> 確認用の本文
⟨

夏の基礎体温とオリモノ
暑くなると、基礎体温やオリモノの変化に戸惑う方が増えてきます。
基礎体温が全体的に高め、低温期が高い、低温期の日数が少ない、生理周期が短いなど、特に生活面に変わりがないのに生理周期に乱れが生じることがあります。
うまく体温調節できていない方や、治療期間が長引いている方は、体内に「熱」がこもりやすい状態にあり、その余剰な熱によるバランスの崩れが卵子の質や着床環境に影響を及ぼすことが懸念されます。
一見「冷房で冷えている」と感じても、実は体の深部に余分な熱を抱え込んでいるケースは少なくありません。
これは漢方でいうところの「陽盛(ようせい)=熱が過剰」な状態であり、本来その熱をコントロールし、冷却と潤いを与えるはずの「陰(いん)」の力が不足していることが背景にあります。

⟩

> 提示されたデータ
⟨

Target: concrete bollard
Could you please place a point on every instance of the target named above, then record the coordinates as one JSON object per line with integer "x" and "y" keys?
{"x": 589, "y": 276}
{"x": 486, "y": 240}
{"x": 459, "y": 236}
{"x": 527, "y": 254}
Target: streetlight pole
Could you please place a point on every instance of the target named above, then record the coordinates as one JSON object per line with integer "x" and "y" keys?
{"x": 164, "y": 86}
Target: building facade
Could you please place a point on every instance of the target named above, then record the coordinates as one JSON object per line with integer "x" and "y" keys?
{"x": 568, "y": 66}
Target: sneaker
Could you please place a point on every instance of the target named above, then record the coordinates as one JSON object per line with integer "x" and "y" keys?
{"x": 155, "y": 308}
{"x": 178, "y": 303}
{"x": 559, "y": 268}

⟩

> 取り組む課題
1. 夏の基礎体温の文章から、「基礎体温が全体的に高め、低温」から「を及ぼすことが懸念されます。」までを、両端を含めてそのまま抜き出してください。
2. 夏の基礎体温の文章によると、漢方でいう「陽盛」とはどのような状態ですか。

> 記述による解答
1.
基礎体温が全体的に高め、低温期が高い、低温期の日数が少ない、生理周期が短いなど、特に生活面に変わりがないのに生理周期に乱れが生じることがあります。
うまく体温調節できていない方や、治療期間が長引いている方は、体内に「熱」がこもりやすい状態にあり、その余剰な熱によるバランスの崩れが卵子の質や着床環境に影響を及ぼすことが懸念されます。

2. 熱が過剰な状態です。